GOAL
Reproduce the lines below word for word, starting at the line that contains "Note: annotate every instance of the polished" and continuing through the final line, with both ends included. Omit the pictures from your output.
----------
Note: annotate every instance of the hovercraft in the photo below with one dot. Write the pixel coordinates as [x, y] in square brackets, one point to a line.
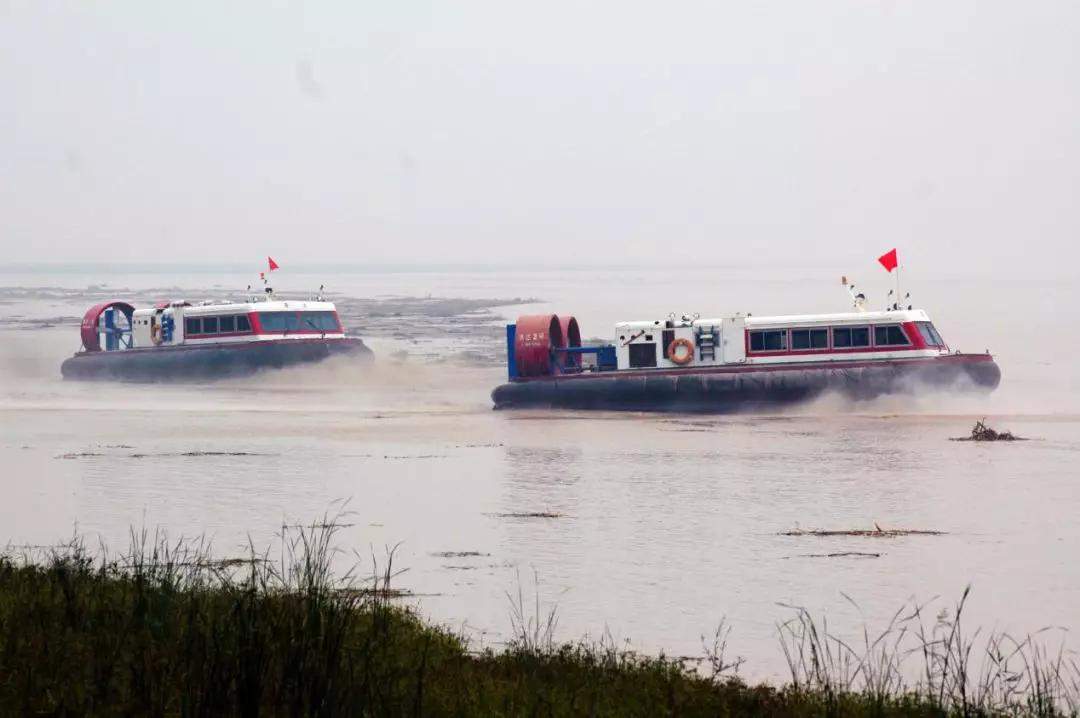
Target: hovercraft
[734, 363]
[178, 340]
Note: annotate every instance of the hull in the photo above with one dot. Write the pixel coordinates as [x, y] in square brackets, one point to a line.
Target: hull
[206, 362]
[744, 388]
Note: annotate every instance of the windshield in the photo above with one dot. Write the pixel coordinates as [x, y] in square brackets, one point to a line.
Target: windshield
[930, 334]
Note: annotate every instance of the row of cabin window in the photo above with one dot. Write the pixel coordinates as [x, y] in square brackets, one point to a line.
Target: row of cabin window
[203, 325]
[299, 322]
[775, 340]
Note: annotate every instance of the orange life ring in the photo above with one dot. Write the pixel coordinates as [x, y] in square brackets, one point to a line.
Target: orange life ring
[674, 355]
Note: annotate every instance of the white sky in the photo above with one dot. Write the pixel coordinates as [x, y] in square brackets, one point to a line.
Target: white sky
[553, 132]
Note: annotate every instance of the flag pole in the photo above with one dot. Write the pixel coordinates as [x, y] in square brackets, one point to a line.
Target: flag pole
[898, 305]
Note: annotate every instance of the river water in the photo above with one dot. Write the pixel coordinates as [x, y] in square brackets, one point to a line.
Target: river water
[665, 524]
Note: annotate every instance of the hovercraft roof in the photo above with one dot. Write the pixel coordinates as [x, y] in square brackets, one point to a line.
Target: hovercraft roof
[274, 306]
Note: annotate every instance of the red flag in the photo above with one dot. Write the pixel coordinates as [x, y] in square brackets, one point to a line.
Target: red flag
[889, 260]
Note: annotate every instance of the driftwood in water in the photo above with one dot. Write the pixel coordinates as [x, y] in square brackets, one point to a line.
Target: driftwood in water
[983, 433]
[877, 532]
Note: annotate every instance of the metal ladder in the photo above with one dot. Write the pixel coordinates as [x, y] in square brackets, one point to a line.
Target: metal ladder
[706, 343]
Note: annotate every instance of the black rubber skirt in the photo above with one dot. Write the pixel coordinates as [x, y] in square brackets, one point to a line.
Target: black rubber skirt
[197, 363]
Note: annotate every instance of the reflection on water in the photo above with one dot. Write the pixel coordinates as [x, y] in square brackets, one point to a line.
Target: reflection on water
[655, 527]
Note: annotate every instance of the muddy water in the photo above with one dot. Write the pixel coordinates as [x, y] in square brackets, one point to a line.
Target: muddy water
[658, 525]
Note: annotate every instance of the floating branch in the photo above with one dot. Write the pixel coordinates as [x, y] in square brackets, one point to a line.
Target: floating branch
[876, 532]
[983, 433]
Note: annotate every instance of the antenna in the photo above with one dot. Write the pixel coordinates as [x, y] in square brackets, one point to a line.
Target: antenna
[858, 298]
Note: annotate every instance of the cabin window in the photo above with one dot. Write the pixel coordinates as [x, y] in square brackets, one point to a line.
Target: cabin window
[774, 340]
[930, 334]
[643, 355]
[851, 337]
[809, 339]
[320, 321]
[280, 321]
[890, 336]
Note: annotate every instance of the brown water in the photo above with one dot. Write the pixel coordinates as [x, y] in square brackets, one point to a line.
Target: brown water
[665, 523]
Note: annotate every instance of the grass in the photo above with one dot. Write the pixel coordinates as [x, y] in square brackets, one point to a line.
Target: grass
[166, 630]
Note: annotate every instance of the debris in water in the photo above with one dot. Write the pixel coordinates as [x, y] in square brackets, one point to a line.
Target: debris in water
[535, 514]
[199, 454]
[839, 554]
[983, 433]
[877, 532]
[457, 554]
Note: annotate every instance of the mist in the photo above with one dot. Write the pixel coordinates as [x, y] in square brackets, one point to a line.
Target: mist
[777, 133]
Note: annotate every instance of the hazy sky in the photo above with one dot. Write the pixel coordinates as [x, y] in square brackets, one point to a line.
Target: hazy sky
[556, 132]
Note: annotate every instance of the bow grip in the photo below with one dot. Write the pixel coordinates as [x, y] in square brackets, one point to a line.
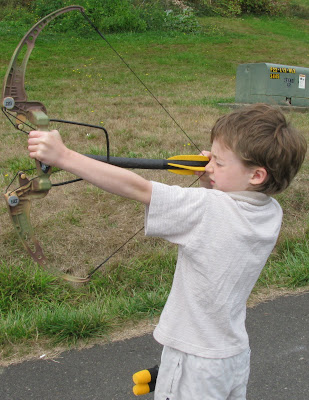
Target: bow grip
[41, 120]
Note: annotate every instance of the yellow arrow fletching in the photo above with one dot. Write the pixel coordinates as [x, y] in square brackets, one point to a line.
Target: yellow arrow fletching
[189, 157]
[187, 169]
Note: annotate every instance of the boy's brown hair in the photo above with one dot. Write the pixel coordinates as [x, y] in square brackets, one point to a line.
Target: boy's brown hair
[260, 135]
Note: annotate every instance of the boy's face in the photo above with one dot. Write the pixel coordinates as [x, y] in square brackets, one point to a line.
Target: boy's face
[226, 171]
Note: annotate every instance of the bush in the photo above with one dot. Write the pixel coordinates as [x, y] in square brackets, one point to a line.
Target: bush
[228, 8]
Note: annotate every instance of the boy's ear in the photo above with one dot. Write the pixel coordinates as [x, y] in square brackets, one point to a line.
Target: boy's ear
[258, 176]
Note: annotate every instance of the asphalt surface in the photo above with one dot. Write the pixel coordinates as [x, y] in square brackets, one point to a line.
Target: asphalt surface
[279, 339]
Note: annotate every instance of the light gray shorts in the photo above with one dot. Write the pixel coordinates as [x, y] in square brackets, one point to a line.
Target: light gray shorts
[187, 377]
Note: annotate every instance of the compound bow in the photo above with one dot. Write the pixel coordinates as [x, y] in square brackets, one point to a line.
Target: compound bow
[14, 99]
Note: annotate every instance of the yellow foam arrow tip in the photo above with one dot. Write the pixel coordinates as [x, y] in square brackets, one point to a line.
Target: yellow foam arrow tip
[140, 389]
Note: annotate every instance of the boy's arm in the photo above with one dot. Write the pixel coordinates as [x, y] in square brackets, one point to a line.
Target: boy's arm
[48, 148]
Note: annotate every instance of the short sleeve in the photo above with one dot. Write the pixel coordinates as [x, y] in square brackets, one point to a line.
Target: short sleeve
[174, 212]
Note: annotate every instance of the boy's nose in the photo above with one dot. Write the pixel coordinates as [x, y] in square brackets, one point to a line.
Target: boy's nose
[208, 167]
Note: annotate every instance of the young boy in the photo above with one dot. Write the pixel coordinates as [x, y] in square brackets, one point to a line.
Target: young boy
[225, 231]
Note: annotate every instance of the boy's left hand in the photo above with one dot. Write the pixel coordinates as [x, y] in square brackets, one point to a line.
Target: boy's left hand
[47, 147]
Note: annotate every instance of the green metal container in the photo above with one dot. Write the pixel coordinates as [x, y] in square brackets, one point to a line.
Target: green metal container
[272, 84]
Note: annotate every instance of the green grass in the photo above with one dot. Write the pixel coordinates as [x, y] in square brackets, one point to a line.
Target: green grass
[81, 79]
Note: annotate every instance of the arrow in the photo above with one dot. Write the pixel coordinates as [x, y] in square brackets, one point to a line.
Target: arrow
[182, 165]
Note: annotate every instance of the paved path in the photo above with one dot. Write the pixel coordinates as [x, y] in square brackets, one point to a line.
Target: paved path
[279, 336]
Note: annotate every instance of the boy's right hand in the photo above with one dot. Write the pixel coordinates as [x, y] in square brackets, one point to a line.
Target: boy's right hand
[204, 177]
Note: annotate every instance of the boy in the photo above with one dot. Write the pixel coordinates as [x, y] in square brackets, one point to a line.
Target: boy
[225, 231]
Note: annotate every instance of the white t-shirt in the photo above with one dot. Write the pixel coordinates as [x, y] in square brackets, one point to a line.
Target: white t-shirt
[224, 240]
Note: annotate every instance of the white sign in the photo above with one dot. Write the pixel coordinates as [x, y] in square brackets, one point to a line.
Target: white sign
[302, 81]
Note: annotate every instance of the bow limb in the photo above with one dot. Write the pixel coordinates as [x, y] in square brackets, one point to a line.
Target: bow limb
[14, 98]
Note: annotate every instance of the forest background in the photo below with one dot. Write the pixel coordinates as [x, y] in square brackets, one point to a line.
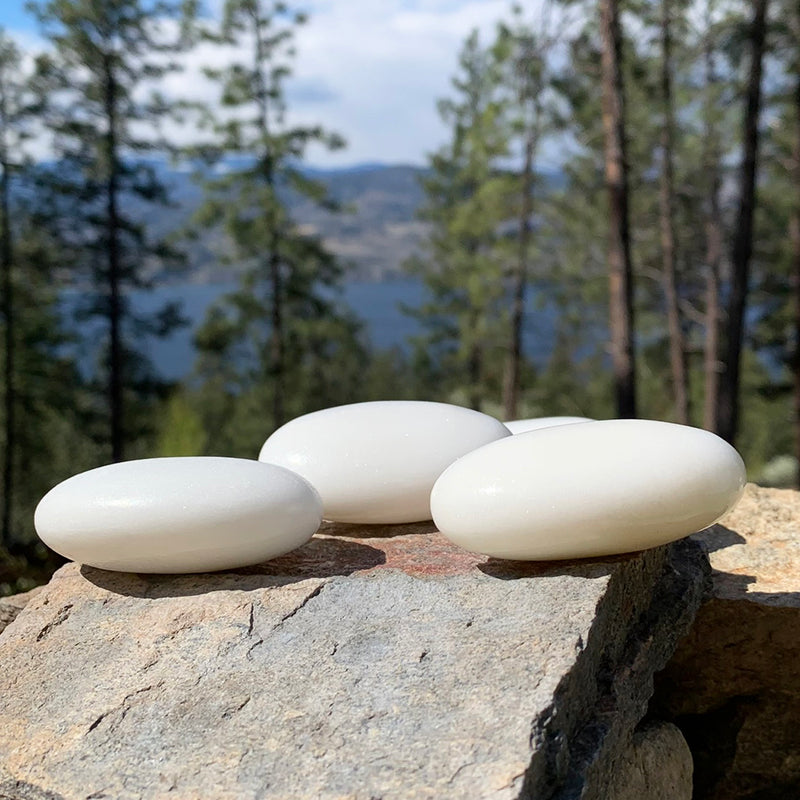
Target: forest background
[609, 227]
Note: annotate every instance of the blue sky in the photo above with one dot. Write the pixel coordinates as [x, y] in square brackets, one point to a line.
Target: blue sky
[371, 70]
[13, 16]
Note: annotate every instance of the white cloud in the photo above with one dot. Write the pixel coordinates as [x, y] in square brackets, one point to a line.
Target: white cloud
[371, 70]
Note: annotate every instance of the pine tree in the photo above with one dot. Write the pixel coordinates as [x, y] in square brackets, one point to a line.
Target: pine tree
[742, 250]
[525, 53]
[620, 265]
[107, 54]
[17, 108]
[284, 330]
[466, 203]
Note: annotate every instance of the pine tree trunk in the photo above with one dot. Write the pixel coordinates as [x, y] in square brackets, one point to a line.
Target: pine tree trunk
[728, 405]
[277, 343]
[511, 381]
[714, 239]
[114, 276]
[9, 397]
[795, 239]
[620, 270]
[677, 346]
[475, 374]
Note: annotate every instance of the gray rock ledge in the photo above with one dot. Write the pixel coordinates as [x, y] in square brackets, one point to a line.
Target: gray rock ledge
[372, 663]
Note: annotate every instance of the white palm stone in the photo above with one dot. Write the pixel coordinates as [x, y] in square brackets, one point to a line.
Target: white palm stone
[595, 489]
[376, 463]
[175, 515]
[535, 423]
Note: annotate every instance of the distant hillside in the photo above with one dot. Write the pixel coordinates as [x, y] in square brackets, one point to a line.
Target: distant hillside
[376, 234]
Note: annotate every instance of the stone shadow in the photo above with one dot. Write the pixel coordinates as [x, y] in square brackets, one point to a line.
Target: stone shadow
[319, 558]
[383, 531]
[581, 568]
[718, 537]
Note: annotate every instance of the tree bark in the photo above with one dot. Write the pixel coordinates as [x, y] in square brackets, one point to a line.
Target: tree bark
[277, 341]
[794, 233]
[677, 345]
[620, 270]
[728, 404]
[511, 381]
[714, 239]
[9, 396]
[113, 264]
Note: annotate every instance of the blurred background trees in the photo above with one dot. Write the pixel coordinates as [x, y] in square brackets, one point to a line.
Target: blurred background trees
[655, 271]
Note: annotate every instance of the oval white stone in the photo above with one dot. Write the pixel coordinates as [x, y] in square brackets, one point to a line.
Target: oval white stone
[173, 515]
[576, 491]
[377, 462]
[535, 423]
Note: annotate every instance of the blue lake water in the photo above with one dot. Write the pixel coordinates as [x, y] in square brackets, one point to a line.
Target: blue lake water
[377, 304]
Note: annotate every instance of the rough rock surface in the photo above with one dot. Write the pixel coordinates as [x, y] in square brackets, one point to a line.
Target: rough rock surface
[11, 606]
[371, 663]
[657, 766]
[733, 686]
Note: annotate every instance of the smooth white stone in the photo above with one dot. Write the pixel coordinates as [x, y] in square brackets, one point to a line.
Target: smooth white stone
[174, 515]
[536, 423]
[376, 463]
[576, 491]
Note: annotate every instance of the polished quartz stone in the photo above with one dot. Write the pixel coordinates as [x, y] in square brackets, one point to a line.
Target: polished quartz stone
[576, 491]
[174, 515]
[377, 462]
[536, 423]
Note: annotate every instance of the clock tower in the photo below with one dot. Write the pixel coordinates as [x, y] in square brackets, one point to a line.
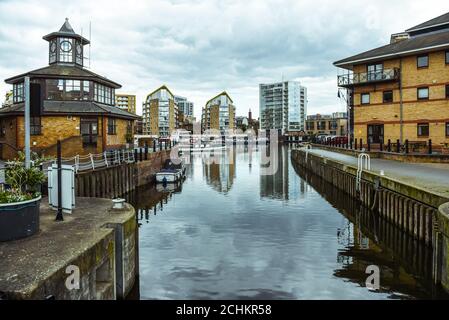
----------
SOLUTION TO THIS TASK
Note: annotate every instance of the polished quartz stone in the photo above with one dot. Write the pixel coordinates as [x, y] in square brackets, one point to a line.
Target: polished quartz stone
[576, 491]
[174, 515]
[377, 462]
[536, 423]
Note: annotate every instance of the clock tower in the photo below with one dot. Write the pixel coordinates as [x, y] in square brackets, one point to a line.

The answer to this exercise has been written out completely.